■ **Try it**
Exactly as given, reproduce the records in full.

[Stored dataset items]
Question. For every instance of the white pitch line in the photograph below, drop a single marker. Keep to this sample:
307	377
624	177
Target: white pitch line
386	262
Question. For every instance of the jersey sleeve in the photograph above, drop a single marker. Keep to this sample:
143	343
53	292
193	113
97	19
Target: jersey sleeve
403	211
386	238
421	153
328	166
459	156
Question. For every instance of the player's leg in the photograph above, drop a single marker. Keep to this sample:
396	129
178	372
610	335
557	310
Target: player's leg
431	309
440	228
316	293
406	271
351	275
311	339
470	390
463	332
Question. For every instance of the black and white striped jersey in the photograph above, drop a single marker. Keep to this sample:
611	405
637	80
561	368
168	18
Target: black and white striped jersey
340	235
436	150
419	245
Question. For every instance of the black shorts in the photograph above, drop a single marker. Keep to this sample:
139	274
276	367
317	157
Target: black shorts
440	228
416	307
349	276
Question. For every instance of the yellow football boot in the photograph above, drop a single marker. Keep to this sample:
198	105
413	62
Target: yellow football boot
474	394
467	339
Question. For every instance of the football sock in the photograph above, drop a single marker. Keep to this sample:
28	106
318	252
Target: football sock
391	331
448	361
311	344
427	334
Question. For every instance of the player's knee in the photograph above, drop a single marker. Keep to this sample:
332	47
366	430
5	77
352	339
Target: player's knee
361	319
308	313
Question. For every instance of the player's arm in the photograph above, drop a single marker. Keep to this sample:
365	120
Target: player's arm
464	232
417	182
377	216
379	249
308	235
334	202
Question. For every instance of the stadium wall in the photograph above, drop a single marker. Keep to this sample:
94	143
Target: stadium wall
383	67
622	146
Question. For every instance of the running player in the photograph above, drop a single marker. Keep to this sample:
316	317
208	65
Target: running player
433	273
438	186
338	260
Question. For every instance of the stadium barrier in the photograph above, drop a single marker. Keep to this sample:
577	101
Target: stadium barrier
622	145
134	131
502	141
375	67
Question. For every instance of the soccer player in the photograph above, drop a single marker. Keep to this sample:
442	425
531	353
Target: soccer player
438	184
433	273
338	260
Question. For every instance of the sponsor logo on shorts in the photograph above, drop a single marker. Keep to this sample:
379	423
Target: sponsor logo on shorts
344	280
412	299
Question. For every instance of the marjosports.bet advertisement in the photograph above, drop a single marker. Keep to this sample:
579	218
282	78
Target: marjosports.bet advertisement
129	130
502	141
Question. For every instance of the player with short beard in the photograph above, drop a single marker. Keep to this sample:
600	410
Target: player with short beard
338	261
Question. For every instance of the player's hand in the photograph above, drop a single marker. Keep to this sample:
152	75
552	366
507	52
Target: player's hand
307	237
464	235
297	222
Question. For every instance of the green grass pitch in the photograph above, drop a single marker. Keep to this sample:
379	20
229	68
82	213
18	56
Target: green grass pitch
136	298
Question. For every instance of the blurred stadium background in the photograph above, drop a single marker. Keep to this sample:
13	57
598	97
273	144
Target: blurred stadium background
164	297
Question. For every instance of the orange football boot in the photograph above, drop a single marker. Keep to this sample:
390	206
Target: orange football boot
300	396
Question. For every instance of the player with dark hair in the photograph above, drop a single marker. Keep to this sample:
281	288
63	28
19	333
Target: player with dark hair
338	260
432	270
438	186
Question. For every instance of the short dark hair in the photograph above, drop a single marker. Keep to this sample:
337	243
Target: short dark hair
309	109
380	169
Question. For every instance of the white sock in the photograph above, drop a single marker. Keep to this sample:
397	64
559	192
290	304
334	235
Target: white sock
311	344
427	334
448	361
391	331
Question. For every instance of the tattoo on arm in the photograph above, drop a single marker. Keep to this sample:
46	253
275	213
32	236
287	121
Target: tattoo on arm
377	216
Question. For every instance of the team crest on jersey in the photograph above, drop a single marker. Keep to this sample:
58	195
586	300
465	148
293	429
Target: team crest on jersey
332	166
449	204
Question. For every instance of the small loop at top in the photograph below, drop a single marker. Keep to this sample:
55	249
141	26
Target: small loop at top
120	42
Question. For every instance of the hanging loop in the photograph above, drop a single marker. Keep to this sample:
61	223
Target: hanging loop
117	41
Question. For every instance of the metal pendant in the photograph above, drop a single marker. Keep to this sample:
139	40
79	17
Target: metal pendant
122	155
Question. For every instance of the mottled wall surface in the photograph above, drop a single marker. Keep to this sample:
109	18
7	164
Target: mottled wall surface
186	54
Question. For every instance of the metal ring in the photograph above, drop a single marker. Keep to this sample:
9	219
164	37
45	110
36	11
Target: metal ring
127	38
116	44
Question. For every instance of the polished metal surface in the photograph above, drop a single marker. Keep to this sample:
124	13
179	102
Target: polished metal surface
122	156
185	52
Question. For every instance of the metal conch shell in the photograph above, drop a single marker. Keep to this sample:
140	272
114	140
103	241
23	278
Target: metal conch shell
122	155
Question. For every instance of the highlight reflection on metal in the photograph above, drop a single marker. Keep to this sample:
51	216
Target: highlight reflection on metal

■ **Finished task**
Question. For every instance of the white pitch line in the photograph below, drop a single marker. Keep to this sample:
307	377
624	177
Target: white pitch line
386	262
Question. For every instance of the jersey sleeve in the photograph above, drop a single marker. Keep to this sample:
143	343
53	292
193	113
97	19
Target: jersey sleeve
403	211
386	238
421	153
328	166
459	156
Question. For every instance of the player's leg in the photograph above, drop a single marker. Keep to this sample:
396	129
178	372
610	335
557	310
Target: player's leg
431	309
440	228
316	293
406	271
351	275
311	339
470	390
463	332
Question. For every instance of the black and white striped jersey in the photograph above, drop a single marker. Keep to this sample:
611	405
637	80
561	368
168	18
Target: black and white striped jersey
340	235
436	150
419	245
Question. For every instance of the black shorts in the photograph above, drop a single marker. Keep to this sample:
139	274
276	367
317	157
Target: black shorts
440	228
416	307
349	276
Question. For every instance of the yellow football boot in the photograph above, drop a single marker. Keep to this sample:
198	105
413	62
Target: yellow football boot
474	394
467	339
Question. For every instance of the football sock in the photograph above, drop a single marker. Keep to this sample:
28	106
318	252
Target: football sock
391	331
448	361
311	344
427	334
Question. For every instance of the player's knee in the photograph above, drop a single marker. Keep to this sample:
332	47
366	430
5	77
352	339
Target: player's knee
361	319
308	313
Question. For every instance of the player's arm in the photograph above, drop a single marker. Keep to this sample:
365	120
Target: player's arm
464	232
417	182
377	216
379	249
308	235
334	202
Question. For every instance of the stadium wall in the photograph above, drop a single marker. Keep to this sample:
94	143
Target: stadium wall
383	67
622	146
Question. For every instance of the running player in the photograph above, drop a single marker. Keep to this sample:
316	317
208	65
Target: running player
433	273
438	186
338	260
Question. For every instance of the stadium barrier in the photograph above, drop a single marker. Keep to this sample:
577	101
Target: stadium barrier
622	145
134	131
502	141
375	67
Question. For every instance of the soccer player in the photograph above, drop a single marker. Keep to this sample:
442	425
531	353
Target: soccer player
438	184
433	273
338	260
Question. For every instance of the sponsor logo on shorts in the photograph above, drop a single marker. Keep to this sample:
379	423
Target: sponsor logo on shorts
344	280
412	299
Question. For every instance of the marjosports.bet advertisement in the photograph above, drop a single marker. Keep to this sample:
579	218
282	78
Target: marjosports.bet advertisement
129	130
502	141
Question. For every instance of the player with short beard in the photograph above, drop a single marker. Keep to this sample:
600	410
Target: player with short beard
338	261
Question. For every instance of the player's hand in the photograph above, drop a single marker. Keep to this sample:
152	75
552	366
507	52
Target: player's hand
307	237
464	235
297	222
Question. For every instance of the green grass pitch in the photograph above, drop a single marker. Keep to this sample:
379	20
229	68
82	213
18	56
Target: green grass pitch
136	298
Question. For every instance of the blurred stadium background in the photograph above, drop a single marker. Keep to this sample:
13	57
598	97
273	144
Target: blurred stadium background
164	297
Question. For every instance of the orange football boot in the photograph above, drop a single marker. Keep to this sample:
390	206
Target: orange football boot
300	396
Question. For every instance of the player with dark hair in the photograph above, drop a single marker. Keep to this sample:
281	288
63	28
19	333
Target: player with dark hair
338	260
432	270
438	186
Question. For every instance of the short dark hair in the photograph above, drop a single marker. Keep to this sample:
337	243
Target: short dark hair
309	109
380	169
Question. For every instance of the white sock in the photograph above, drop a single marker. Keep to this sample:
397	64
559	192
290	304
334	235
Target: white sock
311	344
427	334
448	361
391	331
Question. For every instance of the tattoo on arm in the photograph above, drop a single marker. Keep to this sample:
46	253
275	213
32	236
287	121
Target: tattoo on arm
377	216
Question. For every instance of the team crest on jersey in the photograph above, drop a single marker. Keep to this sample:
58	195
586	300
465	148
293	429
Target: team crest on jersey
332	166
449	204
Question. For every instance of the small loop at top in the photograph below, drop a single marker. Keep to this sample:
55	249
141	26
Target: small loop at top
120	42
Question. For every instance of the hanging loop in the photograph above, drop a single marker. Keep to this sample:
61	223
Target: hanging loop
117	41
Question. For every instance of the metal pendant in the photograph above, drop a single marker. Keep to this sample:
139	40
79	17
Target: metal pendant
122	155
Question. For every instance of the mottled wall surface in the photograph above, drop a single marker. Keep to this sample:
109	18
7	164
Target: mottled wall surface
186	54
Question. For every instance of the metal ring in the photograph above, drop a single marker. Keep to this sample:
9	219
164	37
45	110
36	11
Target: metal ring
127	38
116	44
Question. For every instance of the polished metal surface in the photograph above, drop a single marker. Keep to this sample:
124	13
179	102
Target: polished metal surface
122	156
185	52
Question. For every instance of the metal conch shell in the photograph above, drop a single marker. Keep to this sample:
140	272
114	140
103	241
23	278
Target: metal conch shell
122	155
Question. For every instance of the highlight reflection on metal in the photograph above, drop a single marker. Keep to this sample:
51	216
Target: highlight reflection on metal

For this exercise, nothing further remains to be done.